**DOCUMENT SEGMENT**
------------

Supreme Court of Rhode Island

December 8, 2015

State
v.
Francis Kolsoi.

Providence County Superior Court, P2/12-179A, Associate Justice Sarah Taft-Carter

For State: Aaron L. Weisman Department of Attorney General

For Defendant: Mark L. Smith, Esq.

Present: Suttell, C.J., Goldberg, Flaherty, Robinson, and Indeglia, JJ.

OPINION

FRANCIS X. FLAHERTY ASSOCIATE JUSTICE.

Following a jury-waived trial before a justice of the Superior Court, the defendant, Francis Kolsoi, was convicted of five counts of stalking in violation of G.L. 1956 § 11-59-2. The trial justice imposed a sentence of probation on each count to run concurrently. The defendant timely appealed his conviction to this Court. The matter came before us on October 7, 2015, under an order directing the parties to appear and show cause why the issues raised by this appeal should not summarily be decided. After considering counsels' oral and written arguments and examining the record, we are of the opinion that cause has not been shown and that this case can be decided without further briefing or argument. For the reasons given below, we affirm the judgment of the Superior Court.

Facts and Travel

In the fall of 2011, as part of her morning routine, Allison, a student at Lincoln High School, would pick up her friends Brianna, Chloe, Danielle, and Emily on her way to school.[1]En route, the girls usually would stop at a local Dunkin' Donuts for coffee. On four days in September and October 2011, the girls and defendant crossed paths at Dunkin' Donuts. Allison and Brianna testified that on those four occasions, Kolsoi engaged in disturbing behavior that was directed at them, including looking down their friend's shirt, staring at them, appearing to photograph them with his cell phone, and following them in his vehicle after they left the coffee shop. Footage from the shop's security cameras, which was admitted into evidence, captured most of what transpired inside the store. Also, on more than one occasion, Kolsoi tailgated the girls' vehicle, flashed his car lights at them, or followed them to the school parking lot.

Allison testified that the group first encountered defendant on September 23, 2011, when defendant opened the coffee shop's door for them as he was entering and they were leaving. As they passed through the door, Brianna observed him look down the front of Danielle's shirt. The defendant did not go into the shop, but instead stood in front of Allison's car, a black Volvo, "and just stared at [them] getting into the car." According to Allison, Kolsoi then hurried to his car and "drove very fast to catch up" to them, almost striking her car in the process. Kolsoi continued to follow them very closely, switching lanes when Allison did, and flashing his lights. She testified that she was afraid that he might be trying to collide with her car or, even worse, planning to abduct one of them.

On September 30, 2011, when Allison and her friends again visited Dunkin' Donuts, Brianna noticed that Kolsoi was already inside the shop. While they waited in line to be served, Brianna alerted the group to his presence and Allison noticed that Kolsoi was holding his cell phone in a manner that suggested that he was taking a video or pictures of her and her friends. Allison immediately said, "Let's go" to her companions and they all ran out of the shop, except for Brianna, who stayed behind waiting for her order. Allison said that, when she returned to get her friend, Brianna was standing in line, looking frightened and holding on to an acquaintance.

------------

A sequence of records:
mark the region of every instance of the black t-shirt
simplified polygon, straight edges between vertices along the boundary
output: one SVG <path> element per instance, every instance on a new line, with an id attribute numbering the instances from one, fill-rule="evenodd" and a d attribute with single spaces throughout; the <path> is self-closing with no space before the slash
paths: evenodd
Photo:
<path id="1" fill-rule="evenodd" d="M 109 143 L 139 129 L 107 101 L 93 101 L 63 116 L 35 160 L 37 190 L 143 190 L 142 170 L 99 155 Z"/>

------------

**REQUIRED TASK 1**
Update the court opinion from "Providence County Superior" down to "and Indeglia, JJ.", giving that stretch again with "Aaron L. Weisman" replaced by "A. L. Weisman".
**REQUIRED TASK 2**
Retype the records line for line, without any change.
The records bear no relation to the court opinion.

**ANSWER 1**
Providence County Superior Court, P2/12-179A, Associate Justice Sarah Taft-Carter

For State: A. L. Weisman Department of Attorney General

For Defendant: Mark L. Smith, Esq.

Present: Suttell, C.J., Goldberg, Flaherty, Robinson, and Indeglia, JJ.

**ANSWER 2**
mark the region of every instance of the black t-shirt
simplified polygon, straight edges between vertices along the boundary
output: one SVG <path> element per instance, every instance on a new line, with an id attribute numbering the instances from one, fill-rule="evenodd" and a d attribute with single spaces throughout; the <path> is self-closing with no space before the slash
paths: evenodd
Photo:
<path id="1" fill-rule="evenodd" d="M 109 143 L 139 129 L 107 101 L 93 101 L 63 116 L 35 160 L 37 190 L 143 190 L 142 170 L 99 155 Z"/>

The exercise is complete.